▶ [STATED GOAL]:
Turn the lines of the material below, from the one containing "Find the village" through the one containing "(515, 1135)", inclusive, into a numbered list, omitting any blank lines.
#### RECORDS FOR PROCESSING
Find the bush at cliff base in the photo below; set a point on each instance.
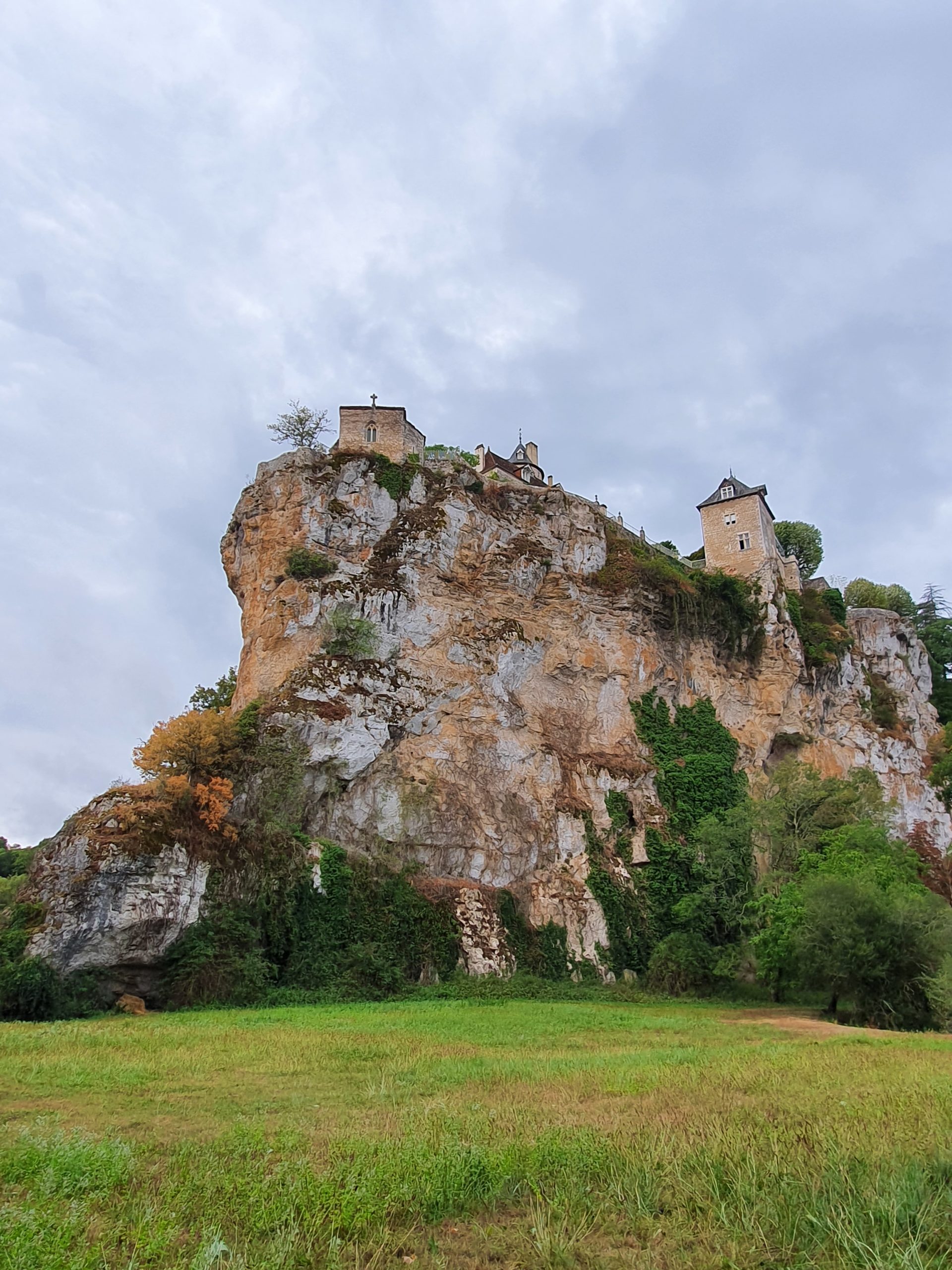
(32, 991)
########
#### RECORDS FOR PROCESSING
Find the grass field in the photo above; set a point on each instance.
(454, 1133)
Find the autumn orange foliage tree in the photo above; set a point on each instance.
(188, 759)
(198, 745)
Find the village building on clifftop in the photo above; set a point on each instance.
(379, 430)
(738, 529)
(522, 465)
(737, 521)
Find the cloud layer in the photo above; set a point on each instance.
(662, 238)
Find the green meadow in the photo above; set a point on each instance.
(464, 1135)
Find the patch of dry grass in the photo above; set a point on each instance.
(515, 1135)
########
▶ [WORKED ANSWER]:
1. Find the village building on clifftop in the photo above; set a point on each instance.
2. (379, 430)
3. (738, 529)
4. (522, 465)
5. (737, 521)
6. Find the cloud layer in the photo above; set a point on each instance.
7. (662, 238)
8. Find the green meadow in the photo above; set a point on each instance.
9. (464, 1135)
10. Find the patch of dry grass in the photo above; set a point on each instance.
11. (515, 1135)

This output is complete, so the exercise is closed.